▸ **EXERCISE INSTRUCTIONS**
Leave out every picture, then transcribe the rest of the listing exactly.

▸ **SUPPLIED DATA**
____

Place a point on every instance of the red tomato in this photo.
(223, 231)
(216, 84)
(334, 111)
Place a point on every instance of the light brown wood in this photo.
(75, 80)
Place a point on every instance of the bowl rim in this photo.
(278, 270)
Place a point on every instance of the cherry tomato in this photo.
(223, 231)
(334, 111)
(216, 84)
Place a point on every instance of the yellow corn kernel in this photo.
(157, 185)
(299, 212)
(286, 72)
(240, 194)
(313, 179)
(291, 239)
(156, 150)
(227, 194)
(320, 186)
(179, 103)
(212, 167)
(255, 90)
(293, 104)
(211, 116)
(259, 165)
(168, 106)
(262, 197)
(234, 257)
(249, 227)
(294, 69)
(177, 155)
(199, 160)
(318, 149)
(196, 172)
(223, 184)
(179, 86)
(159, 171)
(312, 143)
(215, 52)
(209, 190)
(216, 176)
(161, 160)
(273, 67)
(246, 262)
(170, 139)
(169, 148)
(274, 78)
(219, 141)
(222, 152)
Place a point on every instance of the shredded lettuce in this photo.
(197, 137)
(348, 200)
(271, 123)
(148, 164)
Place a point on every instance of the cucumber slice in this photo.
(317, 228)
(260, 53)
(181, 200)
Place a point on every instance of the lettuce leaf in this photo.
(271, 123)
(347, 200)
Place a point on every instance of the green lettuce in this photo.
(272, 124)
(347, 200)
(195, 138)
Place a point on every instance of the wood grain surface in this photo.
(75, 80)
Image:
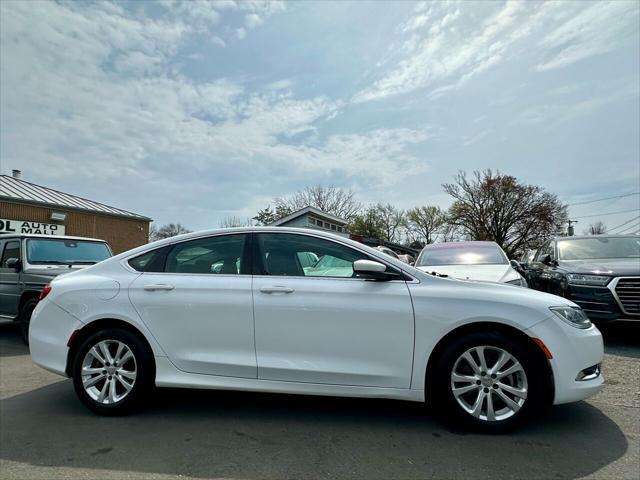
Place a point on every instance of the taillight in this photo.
(45, 291)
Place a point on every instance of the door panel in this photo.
(321, 329)
(203, 321)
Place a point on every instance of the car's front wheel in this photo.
(490, 381)
(112, 371)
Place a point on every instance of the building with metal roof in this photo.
(26, 207)
(314, 218)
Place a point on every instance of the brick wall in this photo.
(121, 233)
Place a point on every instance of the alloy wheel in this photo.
(109, 371)
(489, 383)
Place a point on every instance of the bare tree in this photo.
(493, 206)
(367, 224)
(166, 231)
(391, 219)
(597, 228)
(425, 223)
(266, 216)
(336, 201)
(234, 221)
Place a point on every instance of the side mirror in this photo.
(373, 270)
(547, 260)
(13, 263)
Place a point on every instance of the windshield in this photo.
(606, 247)
(464, 254)
(65, 252)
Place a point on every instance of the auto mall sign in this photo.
(25, 227)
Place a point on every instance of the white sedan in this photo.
(235, 309)
(482, 261)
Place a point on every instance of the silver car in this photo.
(29, 262)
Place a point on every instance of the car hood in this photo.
(608, 266)
(484, 273)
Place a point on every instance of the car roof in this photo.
(269, 229)
(444, 245)
(58, 237)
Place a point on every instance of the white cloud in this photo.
(253, 20)
(284, 84)
(92, 97)
(594, 30)
(443, 45)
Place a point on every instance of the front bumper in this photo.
(599, 303)
(574, 351)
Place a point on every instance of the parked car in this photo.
(387, 251)
(406, 258)
(486, 354)
(29, 262)
(527, 257)
(600, 273)
(484, 261)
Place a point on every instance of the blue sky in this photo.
(192, 112)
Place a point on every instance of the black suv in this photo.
(600, 273)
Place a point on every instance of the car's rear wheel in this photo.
(25, 318)
(112, 371)
(490, 381)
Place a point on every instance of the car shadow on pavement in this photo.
(250, 435)
(11, 344)
(621, 338)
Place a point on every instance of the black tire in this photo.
(25, 318)
(537, 383)
(144, 366)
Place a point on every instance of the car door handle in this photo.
(276, 289)
(158, 286)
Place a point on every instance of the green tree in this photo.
(391, 219)
(426, 223)
(330, 199)
(494, 206)
(367, 224)
(166, 231)
(266, 216)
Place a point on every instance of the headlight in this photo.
(578, 279)
(520, 282)
(573, 316)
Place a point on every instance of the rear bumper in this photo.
(574, 350)
(49, 332)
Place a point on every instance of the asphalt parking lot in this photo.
(46, 433)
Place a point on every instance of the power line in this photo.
(629, 229)
(603, 199)
(609, 213)
(623, 224)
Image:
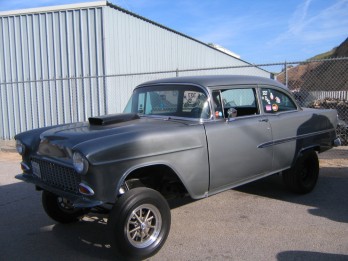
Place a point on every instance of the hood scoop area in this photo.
(112, 119)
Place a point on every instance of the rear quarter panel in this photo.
(298, 130)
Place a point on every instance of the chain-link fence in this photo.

____

▸ **TASK ANSWER**
Place a point on every instance of the red tomato in this photo.
(223, 231)
(216, 84)
(334, 111)
Place a point on every instance of the light brown wood in this photo.
(75, 80)
Place a point on every instance of the bowl rim in this photo.
(278, 270)
Place a point on every instance of the cherry tomato in this photo.
(223, 231)
(334, 111)
(216, 84)
Place a point on every instance of the yellow corn kernel in this photo.
(157, 185)
(299, 212)
(286, 72)
(240, 194)
(313, 179)
(291, 239)
(156, 150)
(227, 194)
(320, 186)
(179, 103)
(212, 167)
(255, 90)
(293, 104)
(211, 116)
(259, 165)
(168, 106)
(262, 197)
(234, 257)
(249, 227)
(294, 69)
(177, 155)
(199, 160)
(318, 149)
(196, 172)
(223, 184)
(179, 86)
(159, 171)
(312, 143)
(215, 52)
(209, 190)
(216, 176)
(161, 160)
(273, 67)
(246, 262)
(170, 139)
(169, 148)
(274, 78)
(219, 141)
(222, 152)
Place a point on every instance of the shredded lettuce in this photo.
(197, 137)
(348, 200)
(271, 123)
(148, 164)
Place a point on every instance of the cucumber slice in this photo.
(317, 228)
(260, 53)
(181, 200)
Place a point on every instance of the lettuce leaf in this photo.
(271, 123)
(347, 200)
Place a point on every instance of the green lettuce in this photo.
(272, 124)
(347, 200)
(195, 138)
Place a point on every instance of the wood grain surface in this photo.
(75, 80)
Image:
Place a point on every instance of the taillight in this photo.
(45, 291)
Place a point on every instance of the door panel in this photo.
(321, 329)
(203, 321)
Place a point on every instance of the car's front wheel in this photo.
(490, 381)
(112, 371)
Place a point on every instance of the building with metal roof in this photo.
(26, 207)
(314, 218)
Place a point on every instance of the brick wall in this photo.
(121, 233)
Place a point on every instance of the alloy wheel in this photo.
(109, 371)
(489, 383)
Place a point on every instance of the bare tree in this photo.
(493, 206)
(367, 224)
(166, 231)
(391, 219)
(597, 228)
(425, 223)
(266, 216)
(336, 201)
(234, 221)
Place a point on every instance of the side mirror in this photo.
(373, 270)
(547, 260)
(13, 263)
Place a point on every instance of the windshield in this photo.
(606, 247)
(464, 254)
(65, 252)
Place a point on every instance of the auto mall sign in this photo.
(25, 227)
Place a point on every instance of the white sedan in this photo.
(235, 309)
(482, 261)
Place a point on every instance of the silver car in this photo.
(29, 262)
Place a point on every instance of the car hood in this photo.
(608, 266)
(484, 273)
Place a point on every instance of the car roof in this photo.
(269, 229)
(444, 245)
(58, 237)
Place a point on every instance of the white cloud in this photo.
(253, 20)
(284, 84)
(92, 97)
(594, 30)
(443, 45)
Place a point on every instance of the front bumper in this photo.
(599, 303)
(574, 351)
Place a point on every instance of the parked car in this photo.
(387, 251)
(406, 258)
(486, 354)
(29, 262)
(527, 257)
(600, 273)
(484, 261)
Place a point on every instance of the blue sky in this photo.
(192, 112)
Place a point on every instance of the black suv in this photo.
(600, 273)
Place a point on every instance of the car's rear wheel in this photo.
(25, 318)
(112, 371)
(490, 381)
Place a point on every instance of the car shadow on pavement in this photo.
(250, 435)
(11, 344)
(621, 338)
Place a point on every instance of the black tire in this photo.
(25, 318)
(537, 383)
(144, 366)
Place a point on every instance of the car door handle in this photo.
(276, 289)
(158, 286)
Place a point on every instance of the green tree in this photo.
(391, 219)
(426, 223)
(330, 199)
(494, 206)
(367, 224)
(166, 231)
(266, 216)
Place a point on every instance of the headlight in this photo.
(578, 279)
(520, 282)
(573, 316)
Place a point on every instance of the rear bumper in this photo.
(574, 350)
(49, 332)
Place a point on every instance of the asphalt parking lot in this photo.
(46, 433)
Place a point on every instance of the power line in this photo.
(629, 229)
(603, 199)
(609, 213)
(623, 224)
Image:
Place a point on every instance of the hood scoop area in this photo.
(112, 119)
Place a point on every instance of the rear quarter panel in this photo.
(298, 130)
Place a point on every instance of the chain-link fence in this photo.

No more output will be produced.